(Dataset excerpt)
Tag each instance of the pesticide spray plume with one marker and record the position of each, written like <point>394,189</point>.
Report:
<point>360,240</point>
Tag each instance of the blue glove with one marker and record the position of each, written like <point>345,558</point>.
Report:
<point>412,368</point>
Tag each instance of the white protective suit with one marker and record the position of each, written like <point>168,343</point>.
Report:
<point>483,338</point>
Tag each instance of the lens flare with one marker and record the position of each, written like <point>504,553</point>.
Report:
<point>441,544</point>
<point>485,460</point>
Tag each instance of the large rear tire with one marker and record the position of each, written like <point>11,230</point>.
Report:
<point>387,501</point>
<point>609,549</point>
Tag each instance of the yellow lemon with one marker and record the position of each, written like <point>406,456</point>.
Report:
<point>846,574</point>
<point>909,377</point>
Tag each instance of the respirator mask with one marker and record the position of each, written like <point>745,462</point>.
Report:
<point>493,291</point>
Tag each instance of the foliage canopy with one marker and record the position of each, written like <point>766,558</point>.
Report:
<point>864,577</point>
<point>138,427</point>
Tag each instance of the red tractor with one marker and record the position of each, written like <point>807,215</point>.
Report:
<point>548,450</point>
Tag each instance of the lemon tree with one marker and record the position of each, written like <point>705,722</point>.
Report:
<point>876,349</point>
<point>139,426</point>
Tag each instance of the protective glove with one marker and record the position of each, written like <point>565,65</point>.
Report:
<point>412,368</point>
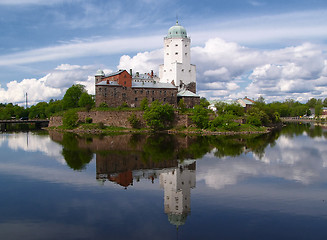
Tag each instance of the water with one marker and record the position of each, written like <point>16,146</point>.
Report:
<point>61,186</point>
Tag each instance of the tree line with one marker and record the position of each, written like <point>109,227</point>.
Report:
<point>75,96</point>
<point>159,116</point>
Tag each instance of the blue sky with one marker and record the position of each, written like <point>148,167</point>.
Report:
<point>275,49</point>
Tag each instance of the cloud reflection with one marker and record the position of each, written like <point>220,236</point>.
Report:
<point>30,142</point>
<point>299,159</point>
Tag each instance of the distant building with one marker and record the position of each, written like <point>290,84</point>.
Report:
<point>177,78</point>
<point>246,103</point>
<point>177,68</point>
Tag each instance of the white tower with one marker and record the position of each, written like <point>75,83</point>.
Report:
<point>177,184</point>
<point>177,67</point>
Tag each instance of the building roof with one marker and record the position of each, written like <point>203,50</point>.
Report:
<point>186,93</point>
<point>106,83</point>
<point>100,73</point>
<point>177,31</point>
<point>115,73</point>
<point>153,84</point>
<point>245,101</point>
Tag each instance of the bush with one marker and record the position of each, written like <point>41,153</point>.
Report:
<point>144,104</point>
<point>101,125</point>
<point>124,105</point>
<point>253,120</point>
<point>182,106</point>
<point>134,121</point>
<point>159,116</point>
<point>200,116</point>
<point>103,105</point>
<point>70,119</point>
<point>88,120</point>
<point>226,122</point>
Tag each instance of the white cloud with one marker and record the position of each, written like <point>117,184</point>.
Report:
<point>53,85</point>
<point>81,49</point>
<point>142,62</point>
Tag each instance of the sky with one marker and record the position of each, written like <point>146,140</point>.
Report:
<point>274,49</point>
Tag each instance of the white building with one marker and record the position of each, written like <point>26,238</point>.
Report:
<point>177,68</point>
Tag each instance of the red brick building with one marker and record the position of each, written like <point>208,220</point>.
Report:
<point>119,87</point>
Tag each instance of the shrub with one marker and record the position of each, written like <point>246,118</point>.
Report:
<point>103,105</point>
<point>88,120</point>
<point>182,106</point>
<point>124,105</point>
<point>134,121</point>
<point>253,120</point>
<point>144,104</point>
<point>70,119</point>
<point>159,116</point>
<point>200,116</point>
<point>101,125</point>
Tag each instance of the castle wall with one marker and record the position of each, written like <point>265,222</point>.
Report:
<point>118,118</point>
<point>115,95</point>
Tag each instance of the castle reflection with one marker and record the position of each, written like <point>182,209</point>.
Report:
<point>177,180</point>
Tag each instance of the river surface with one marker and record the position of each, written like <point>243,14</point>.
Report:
<point>63,186</point>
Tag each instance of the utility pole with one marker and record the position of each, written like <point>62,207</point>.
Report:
<point>26,101</point>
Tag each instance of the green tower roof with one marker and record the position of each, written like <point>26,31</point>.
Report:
<point>177,31</point>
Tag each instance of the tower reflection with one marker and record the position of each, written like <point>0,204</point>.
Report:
<point>177,184</point>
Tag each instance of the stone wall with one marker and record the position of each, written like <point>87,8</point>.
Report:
<point>118,118</point>
<point>116,95</point>
<point>55,122</point>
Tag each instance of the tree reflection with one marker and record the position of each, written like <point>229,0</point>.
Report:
<point>76,157</point>
<point>160,148</point>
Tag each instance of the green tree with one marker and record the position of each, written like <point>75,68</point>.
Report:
<point>325,102</point>
<point>72,96</point>
<point>204,102</point>
<point>200,116</point>
<point>144,103</point>
<point>70,119</point>
<point>182,106</point>
<point>134,121</point>
<point>86,100</point>
<point>159,116</point>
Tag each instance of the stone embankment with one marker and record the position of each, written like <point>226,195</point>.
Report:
<point>118,118</point>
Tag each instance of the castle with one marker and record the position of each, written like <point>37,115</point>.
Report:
<point>176,81</point>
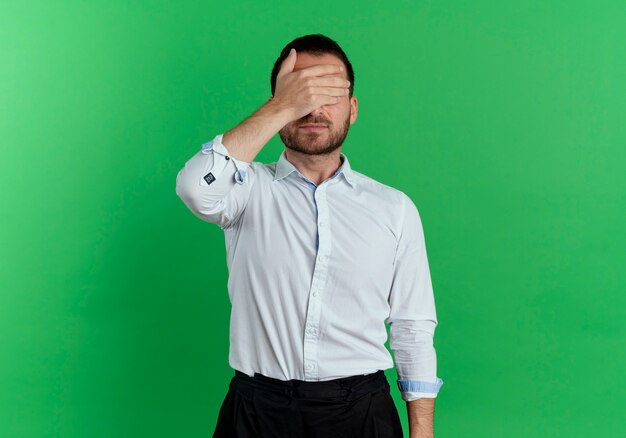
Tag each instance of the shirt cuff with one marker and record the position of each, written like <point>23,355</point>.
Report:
<point>414,389</point>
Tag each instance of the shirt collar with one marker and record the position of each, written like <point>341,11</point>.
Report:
<point>284,168</point>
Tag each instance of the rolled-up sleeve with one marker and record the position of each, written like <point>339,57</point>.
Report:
<point>214,185</point>
<point>413,317</point>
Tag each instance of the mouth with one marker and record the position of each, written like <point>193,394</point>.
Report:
<point>313,127</point>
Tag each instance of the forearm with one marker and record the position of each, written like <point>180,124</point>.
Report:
<point>245,140</point>
<point>421,413</point>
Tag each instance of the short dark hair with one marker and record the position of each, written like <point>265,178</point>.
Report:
<point>315,44</point>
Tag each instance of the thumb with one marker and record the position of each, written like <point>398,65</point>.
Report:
<point>288,63</point>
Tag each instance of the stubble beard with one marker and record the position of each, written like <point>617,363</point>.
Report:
<point>311,143</point>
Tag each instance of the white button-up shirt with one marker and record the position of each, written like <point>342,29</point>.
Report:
<point>315,271</point>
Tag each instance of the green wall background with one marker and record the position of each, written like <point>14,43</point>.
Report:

STATED EXERCISE - Edit the items above so that "with one marker" becomes "with a single marker" everywhere, with nothing else changed, and leave the pictures out of your answer.

EXERCISE SOLUTION -
Tag each instance of the pesticide spray plume with a single marker and record the position of each, written like <point>394,189</point>.
Report:
<point>360,240</point>
Tag each instance of the blue glove with a single marker and record the position of each, written like <point>345,558</point>.
Report:
<point>412,368</point>
Tag each instance of the white protective suit with a single marker and record the position of each, written like <point>168,343</point>.
Report:
<point>483,338</point>
Tag each instance of the lens flare with a single marker and record the position of each, written like <point>504,553</point>.
Report:
<point>441,544</point>
<point>485,460</point>
Tag each instance of the large rear tire with a single marker and record the position of each, written like <point>11,230</point>.
Report:
<point>387,501</point>
<point>609,549</point>
Tag each instance of the yellow lemon with a single marker and record the position of each, written like <point>406,456</point>.
Report:
<point>846,574</point>
<point>909,377</point>
Tag each instance of the respirator mask with a single marker and record the position of each, written like <point>745,462</point>.
Report:
<point>493,291</point>
Tag each instance of the foliage canopy with a single marker and record the position of each, written like <point>766,558</point>.
Report:
<point>864,577</point>
<point>138,427</point>
Tag each instance of the red tractor with a single marker and record the position of each, written like <point>807,215</point>.
Report:
<point>548,450</point>
Tag each instance of the lemon tree with a single marker and record the position of each, written like <point>705,722</point>.
Report:
<point>876,349</point>
<point>139,426</point>
Tag each instance of the protective glove with a single marker and record the position of each, written like <point>565,65</point>.
Report:
<point>412,368</point>
Tag each instance of the water with a single marker and record the position of each, written like <point>16,146</point>.
Report:
<point>61,186</point>
Tag each instance of the tree line with a single marker and record the position of each, written like <point>109,227</point>.
Report:
<point>75,96</point>
<point>159,116</point>
Tag each instance of the blue sky with a single marker and record the position of each, written like <point>148,167</point>.
Report:
<point>275,49</point>
Tag each instance of the cloud reflection with a single marker and record the position of each, written like <point>220,236</point>.
Report:
<point>30,142</point>
<point>299,159</point>
Tag each instance of the distant building with a single marker and record the position of each, written like <point>290,84</point>.
Report:
<point>177,78</point>
<point>246,103</point>
<point>177,68</point>
Tag each instance of the white tower with a single marker and record the position of each, written like <point>75,83</point>.
Report:
<point>177,184</point>
<point>177,67</point>
Tag each instance of the building roof with a single marker and record the position of each, written like <point>203,50</point>.
Report:
<point>186,93</point>
<point>106,83</point>
<point>100,73</point>
<point>177,31</point>
<point>115,73</point>
<point>153,84</point>
<point>245,101</point>
Tag each instance of the bush with a single marker and record the position of each, written like <point>41,153</point>.
Report:
<point>144,104</point>
<point>101,125</point>
<point>124,105</point>
<point>253,120</point>
<point>182,106</point>
<point>134,121</point>
<point>159,116</point>
<point>200,116</point>
<point>103,105</point>
<point>70,119</point>
<point>88,120</point>
<point>226,122</point>
Tag each instance of the white cloud with a single marker and record the position of each, written like <point>117,184</point>.
Report:
<point>53,85</point>
<point>81,49</point>
<point>142,62</point>
Tag each instance of the sky with a single marker and record the position of each, written like <point>146,140</point>.
Report:
<point>274,49</point>
Tag each instance of the white building with a single marker and record the position of each, written like <point>26,238</point>.
Report:
<point>177,68</point>
Tag each instance of the red brick building with a single marker and record the position of each, written like <point>208,220</point>.
Report:
<point>119,87</point>
Tag each instance of the shrub with a single marker and record the position of each, written like <point>246,118</point>.
Report:
<point>103,105</point>
<point>88,120</point>
<point>182,106</point>
<point>124,105</point>
<point>134,121</point>
<point>253,120</point>
<point>144,104</point>
<point>70,119</point>
<point>159,116</point>
<point>200,116</point>
<point>101,125</point>
Tag each instance of the castle wall with a single marker and record the position of each, written like <point>265,222</point>.
Report:
<point>118,118</point>
<point>115,95</point>
Tag each instance of the castle reflection with a single marker and record the position of each, written like <point>182,209</point>.
Report:
<point>177,180</point>
Tag each instance of the river surface with a single marker and record the position of each, written like <point>243,14</point>.
Report:
<point>63,186</point>
Tag each instance of the utility pole with a single marker and record the position of each, written like <point>62,207</point>.
Report:
<point>26,101</point>
Tag each instance of the green tower roof with a single marker and record the position of each, written like <point>26,31</point>.
Report:
<point>177,31</point>
Tag each instance of the tower reflection with a single marker and record the position of each, written like <point>0,204</point>.
Report:
<point>177,184</point>
Tag each instance of the stone wall with a single marker and record the position of each, written like <point>87,8</point>.
Report:
<point>118,118</point>
<point>116,95</point>
<point>55,122</point>
Tag each instance of the tree reflection with a single marker and record the position of each, written like <point>229,0</point>.
Report:
<point>76,157</point>
<point>160,148</point>
Tag each instance of the green tree with a single marker and record the position of each, written like <point>75,68</point>.
Report:
<point>325,102</point>
<point>72,96</point>
<point>204,102</point>
<point>200,116</point>
<point>144,103</point>
<point>70,119</point>
<point>182,106</point>
<point>134,121</point>
<point>86,100</point>
<point>159,116</point>
Tag each instance of the stone embankment with a single marker and record the position of each, written like <point>226,195</point>.
Report:
<point>118,118</point>
Tag each instance of the castle with a single marker and record the position of each, written like <point>37,115</point>.
Report:
<point>176,81</point>
Tag each instance of the shirt cuff with a single marker and record the position of each, written like <point>23,355</point>.
Report:
<point>414,389</point>
Tag each instance of the shirt collar with a single marker and record the position of each, written like <point>341,11</point>.
Report:
<point>284,168</point>
Tag each instance of the rolled-up sleeve with a single marker and record the position of each, written like <point>339,57</point>.
Report:
<point>214,185</point>
<point>413,317</point>
Tag each instance of the mouth with a single marker and record the position of each, written like <point>193,394</point>.
Report:
<point>313,127</point>
Tag each instance of the forearm with a single marker and record the position of each, written like <point>180,124</point>.
Report:
<point>245,140</point>
<point>421,413</point>
Tag each instance of the short dark hair with a single marker and record the position of each, written like <point>265,178</point>.
Report:
<point>315,44</point>
Tag each instance of the thumb with a single marker and record the position of each, written like <point>398,65</point>.
Report:
<point>288,63</point>
Tag each instance of the stubble beard with a single marker and record the position of each, written like <point>617,363</point>.
Report:
<point>311,143</point>
Tag each instance of the white button-up shirt with a single marker and record the position of each, written like <point>342,29</point>.
Report:
<point>315,271</point>
Tag each instance of the green wall background with a single marker and record the position of each, written like <point>14,43</point>.
Report:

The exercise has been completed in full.